Your goal: The entries need to be copied exactly as they stand, images left out.

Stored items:
○ ○ ○ ○ ○ ○ ○
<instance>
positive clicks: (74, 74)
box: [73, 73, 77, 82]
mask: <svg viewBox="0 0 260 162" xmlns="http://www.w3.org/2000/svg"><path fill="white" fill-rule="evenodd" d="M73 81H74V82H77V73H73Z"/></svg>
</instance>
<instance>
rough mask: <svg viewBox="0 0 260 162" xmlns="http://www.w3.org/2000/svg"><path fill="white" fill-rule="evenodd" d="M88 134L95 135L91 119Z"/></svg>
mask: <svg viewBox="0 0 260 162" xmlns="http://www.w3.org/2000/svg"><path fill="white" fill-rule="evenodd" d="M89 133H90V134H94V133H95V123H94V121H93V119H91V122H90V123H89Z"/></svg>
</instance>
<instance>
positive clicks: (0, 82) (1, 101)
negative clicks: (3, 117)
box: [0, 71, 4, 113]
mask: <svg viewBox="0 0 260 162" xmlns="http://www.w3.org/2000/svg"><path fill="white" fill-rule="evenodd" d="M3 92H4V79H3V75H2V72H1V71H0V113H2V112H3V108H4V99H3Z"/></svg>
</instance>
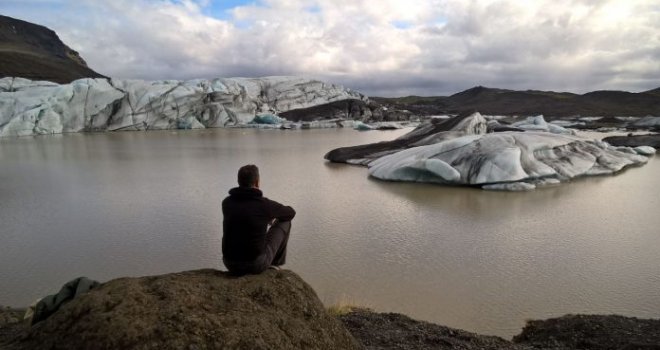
○ ○ ○ ○ ○ ○ ○
Written answer:
<instance>
positive clicks: (74, 74)
box: [73, 73, 77, 82]
mask: <svg viewBox="0 0 260 162" xmlns="http://www.w3.org/2000/svg"><path fill="white" fill-rule="evenodd" d="M73 81H74V82H77V73H73Z"/></svg>
</instance>
<instance>
rough mask: <svg viewBox="0 0 260 162" xmlns="http://www.w3.org/2000/svg"><path fill="white" fill-rule="evenodd" d="M88 134L95 135L91 119Z"/></svg>
mask: <svg viewBox="0 0 260 162" xmlns="http://www.w3.org/2000/svg"><path fill="white" fill-rule="evenodd" d="M89 133H90V134H94V133H95V123H94V121H93V119H91V122H90V123H89Z"/></svg>
</instance>
<instance>
positive clicks: (0, 82) (1, 101)
negative clicks: (3, 117)
box: [0, 71, 4, 113]
mask: <svg viewBox="0 0 260 162" xmlns="http://www.w3.org/2000/svg"><path fill="white" fill-rule="evenodd" d="M3 92H4V79H3V75H2V72H1V71H0V113H2V112H3V108H4V99H3Z"/></svg>
</instance>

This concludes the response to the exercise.